:: REQUIRED WORK ::
Count the lines of the records that contain the string "exact" and give only that number.
==== SOURCE MATERIAL ====
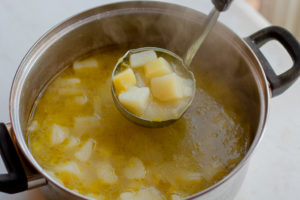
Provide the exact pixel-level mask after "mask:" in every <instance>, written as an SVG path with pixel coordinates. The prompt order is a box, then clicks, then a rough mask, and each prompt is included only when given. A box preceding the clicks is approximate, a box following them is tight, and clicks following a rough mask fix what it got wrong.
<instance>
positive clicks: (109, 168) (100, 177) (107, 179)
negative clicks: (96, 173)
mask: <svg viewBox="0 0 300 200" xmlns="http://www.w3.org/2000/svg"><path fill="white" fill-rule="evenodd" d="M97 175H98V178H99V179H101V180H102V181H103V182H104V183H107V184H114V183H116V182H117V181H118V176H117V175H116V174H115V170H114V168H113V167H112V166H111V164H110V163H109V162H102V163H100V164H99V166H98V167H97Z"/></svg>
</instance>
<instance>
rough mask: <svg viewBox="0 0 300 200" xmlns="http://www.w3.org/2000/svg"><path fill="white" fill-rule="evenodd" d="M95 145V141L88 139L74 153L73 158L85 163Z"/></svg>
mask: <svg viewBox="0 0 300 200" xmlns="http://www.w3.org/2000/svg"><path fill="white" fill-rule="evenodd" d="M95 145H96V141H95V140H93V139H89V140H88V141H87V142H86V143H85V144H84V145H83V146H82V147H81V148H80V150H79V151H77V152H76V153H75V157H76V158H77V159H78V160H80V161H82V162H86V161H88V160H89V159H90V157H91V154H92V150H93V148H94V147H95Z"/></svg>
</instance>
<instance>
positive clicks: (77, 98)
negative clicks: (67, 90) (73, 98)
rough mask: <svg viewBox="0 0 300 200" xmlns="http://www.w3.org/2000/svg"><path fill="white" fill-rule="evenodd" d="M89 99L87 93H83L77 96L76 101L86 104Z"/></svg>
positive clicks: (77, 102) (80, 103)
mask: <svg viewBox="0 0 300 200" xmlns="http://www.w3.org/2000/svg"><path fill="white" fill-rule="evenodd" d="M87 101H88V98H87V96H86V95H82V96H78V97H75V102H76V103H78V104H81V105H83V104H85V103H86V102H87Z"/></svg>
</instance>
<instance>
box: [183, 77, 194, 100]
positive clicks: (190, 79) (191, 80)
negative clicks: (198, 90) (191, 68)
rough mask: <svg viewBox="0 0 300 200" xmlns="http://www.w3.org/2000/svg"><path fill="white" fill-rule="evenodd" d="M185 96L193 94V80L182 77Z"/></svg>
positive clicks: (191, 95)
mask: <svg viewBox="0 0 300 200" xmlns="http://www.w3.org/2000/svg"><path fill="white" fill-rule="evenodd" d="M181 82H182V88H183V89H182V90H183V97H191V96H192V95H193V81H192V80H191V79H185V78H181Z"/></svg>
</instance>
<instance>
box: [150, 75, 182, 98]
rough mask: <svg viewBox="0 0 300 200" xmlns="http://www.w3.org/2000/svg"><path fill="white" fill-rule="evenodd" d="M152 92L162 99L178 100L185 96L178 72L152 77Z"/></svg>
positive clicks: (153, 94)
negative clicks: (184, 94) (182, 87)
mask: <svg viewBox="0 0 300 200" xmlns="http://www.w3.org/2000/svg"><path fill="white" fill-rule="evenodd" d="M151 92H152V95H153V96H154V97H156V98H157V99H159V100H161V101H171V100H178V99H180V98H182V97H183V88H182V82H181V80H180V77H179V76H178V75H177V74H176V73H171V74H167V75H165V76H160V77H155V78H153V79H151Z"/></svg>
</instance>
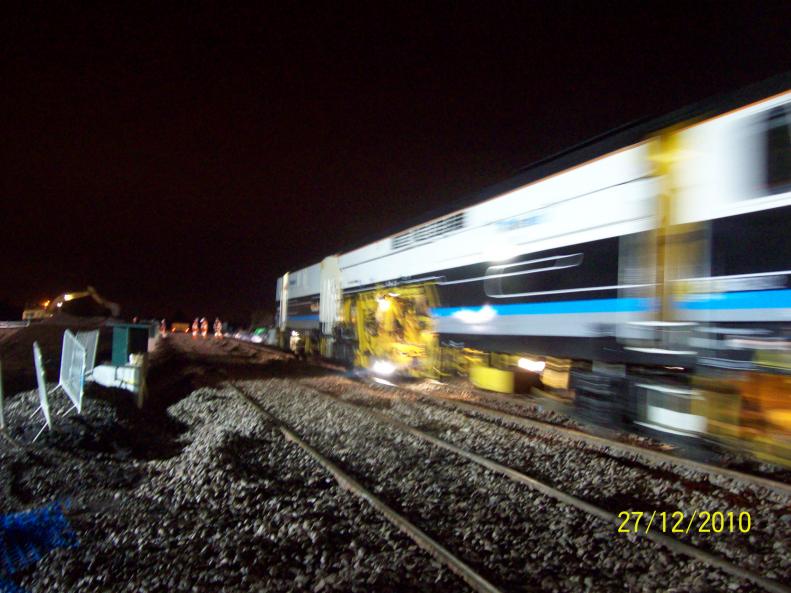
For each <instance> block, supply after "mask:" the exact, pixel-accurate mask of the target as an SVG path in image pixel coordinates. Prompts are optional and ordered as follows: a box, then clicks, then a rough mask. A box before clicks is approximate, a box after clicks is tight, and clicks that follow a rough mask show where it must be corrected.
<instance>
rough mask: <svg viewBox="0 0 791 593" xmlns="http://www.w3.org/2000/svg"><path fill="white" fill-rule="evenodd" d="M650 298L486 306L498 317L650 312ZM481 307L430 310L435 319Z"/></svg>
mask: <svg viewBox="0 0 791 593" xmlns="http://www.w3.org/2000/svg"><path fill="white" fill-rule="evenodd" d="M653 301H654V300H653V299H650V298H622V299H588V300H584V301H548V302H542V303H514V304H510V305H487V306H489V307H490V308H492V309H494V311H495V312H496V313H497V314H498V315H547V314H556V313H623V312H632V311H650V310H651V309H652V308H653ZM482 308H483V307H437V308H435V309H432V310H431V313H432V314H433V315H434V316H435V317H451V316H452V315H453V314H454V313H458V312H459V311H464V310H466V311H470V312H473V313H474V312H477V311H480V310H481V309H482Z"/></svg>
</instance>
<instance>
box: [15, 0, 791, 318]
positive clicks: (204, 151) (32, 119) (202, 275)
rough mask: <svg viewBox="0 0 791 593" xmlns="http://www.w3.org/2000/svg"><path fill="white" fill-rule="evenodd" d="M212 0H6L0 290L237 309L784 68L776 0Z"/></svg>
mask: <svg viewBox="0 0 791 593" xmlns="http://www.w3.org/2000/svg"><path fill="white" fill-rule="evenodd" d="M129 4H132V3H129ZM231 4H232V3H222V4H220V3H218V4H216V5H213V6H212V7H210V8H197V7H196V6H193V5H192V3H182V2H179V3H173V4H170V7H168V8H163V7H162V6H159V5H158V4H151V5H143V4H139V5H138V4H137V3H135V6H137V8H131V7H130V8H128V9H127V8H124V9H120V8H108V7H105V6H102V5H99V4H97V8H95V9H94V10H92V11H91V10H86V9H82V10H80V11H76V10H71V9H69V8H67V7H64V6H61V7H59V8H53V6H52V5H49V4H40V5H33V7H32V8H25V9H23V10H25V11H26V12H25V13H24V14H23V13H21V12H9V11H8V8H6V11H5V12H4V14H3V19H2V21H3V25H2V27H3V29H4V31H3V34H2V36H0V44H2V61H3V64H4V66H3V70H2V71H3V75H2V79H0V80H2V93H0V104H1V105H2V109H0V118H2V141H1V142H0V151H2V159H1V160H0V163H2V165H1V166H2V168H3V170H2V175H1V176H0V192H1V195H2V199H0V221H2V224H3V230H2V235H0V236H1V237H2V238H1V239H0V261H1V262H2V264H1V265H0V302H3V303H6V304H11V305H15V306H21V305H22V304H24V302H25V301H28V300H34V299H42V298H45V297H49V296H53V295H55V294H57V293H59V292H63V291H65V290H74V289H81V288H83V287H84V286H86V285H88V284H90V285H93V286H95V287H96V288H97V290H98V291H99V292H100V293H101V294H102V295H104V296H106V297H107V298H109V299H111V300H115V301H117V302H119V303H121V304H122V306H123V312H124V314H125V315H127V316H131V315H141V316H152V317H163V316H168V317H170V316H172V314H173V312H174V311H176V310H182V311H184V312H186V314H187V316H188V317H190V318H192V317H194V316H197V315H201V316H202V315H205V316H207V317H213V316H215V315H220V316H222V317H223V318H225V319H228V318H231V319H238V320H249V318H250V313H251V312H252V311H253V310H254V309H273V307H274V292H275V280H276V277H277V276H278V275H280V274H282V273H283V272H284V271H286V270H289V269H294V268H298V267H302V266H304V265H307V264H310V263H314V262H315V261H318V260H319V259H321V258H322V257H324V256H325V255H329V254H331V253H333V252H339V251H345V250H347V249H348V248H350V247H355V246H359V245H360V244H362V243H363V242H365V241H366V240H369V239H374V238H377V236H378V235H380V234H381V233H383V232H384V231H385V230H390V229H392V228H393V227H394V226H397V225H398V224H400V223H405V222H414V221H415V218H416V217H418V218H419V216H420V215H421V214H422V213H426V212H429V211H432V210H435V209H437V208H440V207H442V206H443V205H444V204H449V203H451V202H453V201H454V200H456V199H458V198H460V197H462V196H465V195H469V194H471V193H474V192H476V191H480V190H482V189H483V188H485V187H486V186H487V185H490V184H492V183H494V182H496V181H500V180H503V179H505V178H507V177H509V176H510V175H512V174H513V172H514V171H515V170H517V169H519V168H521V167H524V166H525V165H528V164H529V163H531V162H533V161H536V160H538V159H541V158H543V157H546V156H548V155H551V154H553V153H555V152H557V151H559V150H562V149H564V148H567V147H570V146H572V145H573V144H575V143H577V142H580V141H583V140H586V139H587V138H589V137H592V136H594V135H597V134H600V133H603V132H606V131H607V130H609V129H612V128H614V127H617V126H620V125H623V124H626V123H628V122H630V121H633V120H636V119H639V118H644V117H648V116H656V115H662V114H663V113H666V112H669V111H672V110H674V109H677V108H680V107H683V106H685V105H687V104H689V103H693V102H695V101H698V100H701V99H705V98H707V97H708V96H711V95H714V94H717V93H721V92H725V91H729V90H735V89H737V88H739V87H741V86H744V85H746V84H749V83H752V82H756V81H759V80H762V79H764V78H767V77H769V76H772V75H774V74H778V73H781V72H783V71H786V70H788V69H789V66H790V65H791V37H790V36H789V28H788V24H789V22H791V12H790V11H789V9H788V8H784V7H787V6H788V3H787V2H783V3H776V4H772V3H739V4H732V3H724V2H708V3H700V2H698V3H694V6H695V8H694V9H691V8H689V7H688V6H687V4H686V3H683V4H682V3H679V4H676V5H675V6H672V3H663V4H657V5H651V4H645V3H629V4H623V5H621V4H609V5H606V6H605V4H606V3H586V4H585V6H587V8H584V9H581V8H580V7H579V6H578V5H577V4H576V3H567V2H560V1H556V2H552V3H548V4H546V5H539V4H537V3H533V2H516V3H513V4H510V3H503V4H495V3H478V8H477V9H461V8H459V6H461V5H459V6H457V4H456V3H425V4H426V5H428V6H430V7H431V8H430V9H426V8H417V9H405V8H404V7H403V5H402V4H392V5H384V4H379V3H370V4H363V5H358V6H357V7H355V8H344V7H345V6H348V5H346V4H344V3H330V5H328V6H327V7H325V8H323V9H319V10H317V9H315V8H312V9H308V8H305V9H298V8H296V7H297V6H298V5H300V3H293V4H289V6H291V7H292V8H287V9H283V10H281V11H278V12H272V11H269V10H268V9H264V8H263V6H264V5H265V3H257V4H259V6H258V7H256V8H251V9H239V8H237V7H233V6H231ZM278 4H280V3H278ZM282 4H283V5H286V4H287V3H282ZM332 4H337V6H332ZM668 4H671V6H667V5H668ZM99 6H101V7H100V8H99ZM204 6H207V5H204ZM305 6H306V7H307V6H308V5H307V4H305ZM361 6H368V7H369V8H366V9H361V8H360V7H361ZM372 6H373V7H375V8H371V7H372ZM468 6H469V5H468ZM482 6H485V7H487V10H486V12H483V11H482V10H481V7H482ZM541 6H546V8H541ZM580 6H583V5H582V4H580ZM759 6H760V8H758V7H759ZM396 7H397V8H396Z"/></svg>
====
:: RESULT ::
2